→ ОТРЫВОК ТЕКСТА
Олег Басилашвили
«Мы как рабы, выпущенные из клетки» Олег Басилашвили, народный артист СССР, ведущий артист БДТ им. Товстоногова никогда не был просто артистом, просто исполнителем, просто проводником чужих мыслей и чужой воли. Он из тех, кто еще помнит слова Гоголя, считавшего театр «кафедрой, с которой можно сказать миру много добра».
О поисках новых форм и нового языка в русской культуре с Олегом Басилашвили беседует Анна ТРЕФИЛОВА. – Функции театра сегодня изменились?
– Сейчас театр вступил в полосу собственного разрушения. Мне так кажется. Театр вообще.
Не знаю как мировой, а наш, отечественный, – точно. Наблюдая за очень многими премьерами современных театров, я вижу: то, что я называю театром, из этих театров уходит.
– Почему?
– Потому что безумно трудно найти автора, который соответствовал бы твоему жизненному настрою, – раз, который соответствовал бы настрою зрителя, – два, и безумно трудно проникнуть внутрь пьесы. Внутрь того, что происходит между персонажами. Гораздо проще заниматься обозначениями.
Например, загадочная пьеса Чехова «Чайка». До сих пор никем особенно не разгаданная. Может даже показаться, что просто плохая пьеса. Хотя это далеко не так, потому что персонажи там объединены одним настроением, а выражают его совершенно неадекватно и по-разному.
И вся интрига, завернутая в «Чайке», вызвана тем настроением, которое пока еще никто не определил. Это безумно трудно найти. Поэтому гораздо проще идти примитивным путем. Например: нам всем известно, что Треплев – молодой драматург, который пытается прорваться в литературную жизнь, выразив жизнь по-своему. Я, например, видел такую постановку: посреди сцены поставлена дверь, и Треплев время от времени в нее бьется.
Режиссер объясняет: «Видите, он рвется». Чего мне копаться в тексте, когда я и так могу выразить, что он рвется? Уничтожается текст Чехова и заменяется этой ерундой.
– Ощущение, что тебя надувают.
– Вот! Вместо того чтобы понять, что происходит с героем, каковы его взаимоотношения с окружающим миром, мы видим эту дверь, в которую иногда толчется артист. Не очень сильно, потому что дверь можно на сцене свалить, а допустить этого нельзя.
Поэтому он делает вид, что он в нее рвется.
– Почему нам не предлагают думать, а предлагают уже готовый вариант?
– Потому что это проще. Например, Московский Художественный театр, «Дни Турбиных». Спектакль, в котором были заняты Хмелев, Добронравов, Соколова и т.д.

→ ИСХОДНЫЕ ДАННЫЕ
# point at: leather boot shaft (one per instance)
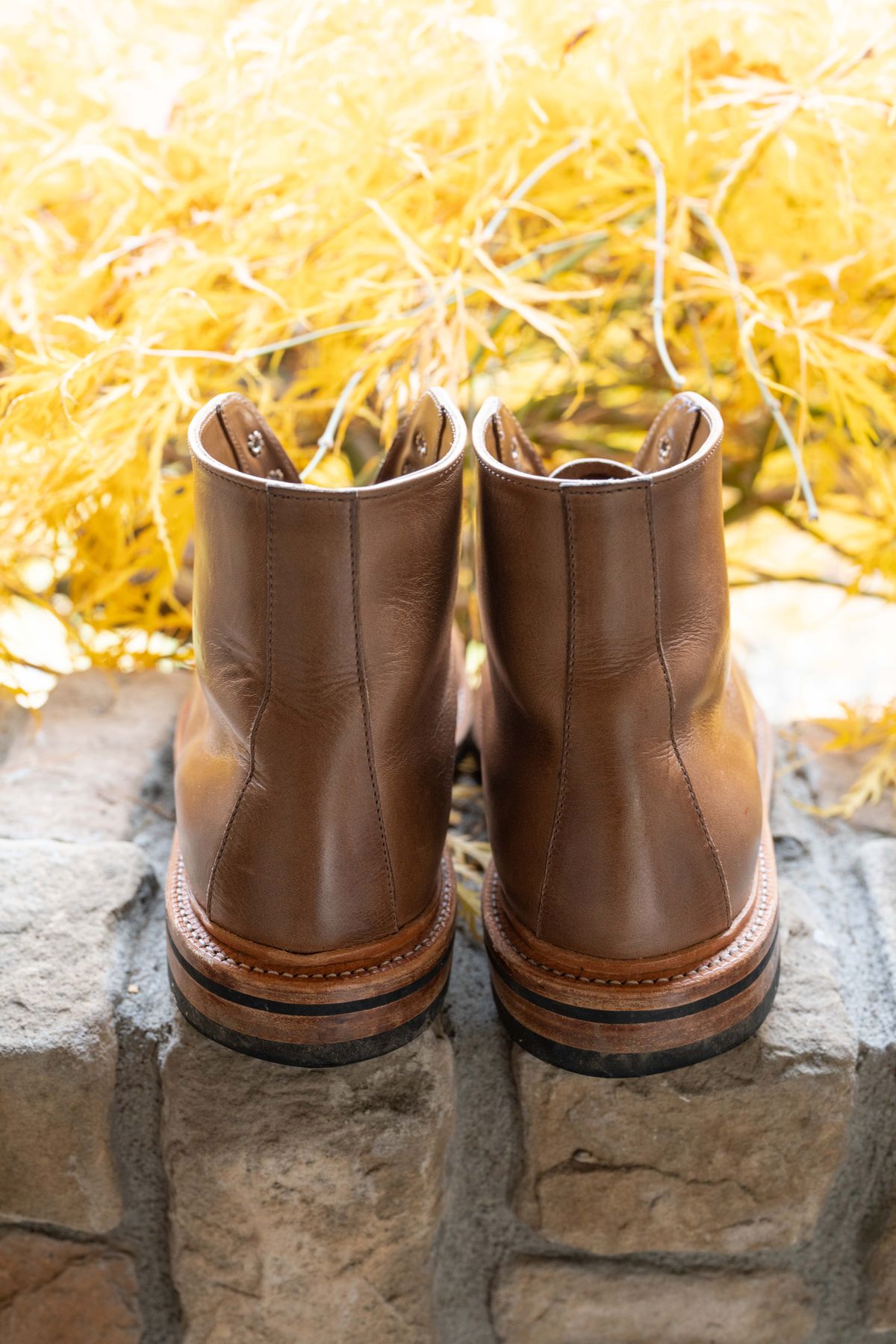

→ ОПИСАНИЕ ЗАДАНИЯ
Что, по словам Басилашвили в интервью, стояло посреди сцены в той постановке «Чайки», которую он видел? Эти строки здесь не понадобятся.

→ ПИСЬМЕННЫЙ ОТВЕТ
Дверь, в которую время от времени бьется Треплев.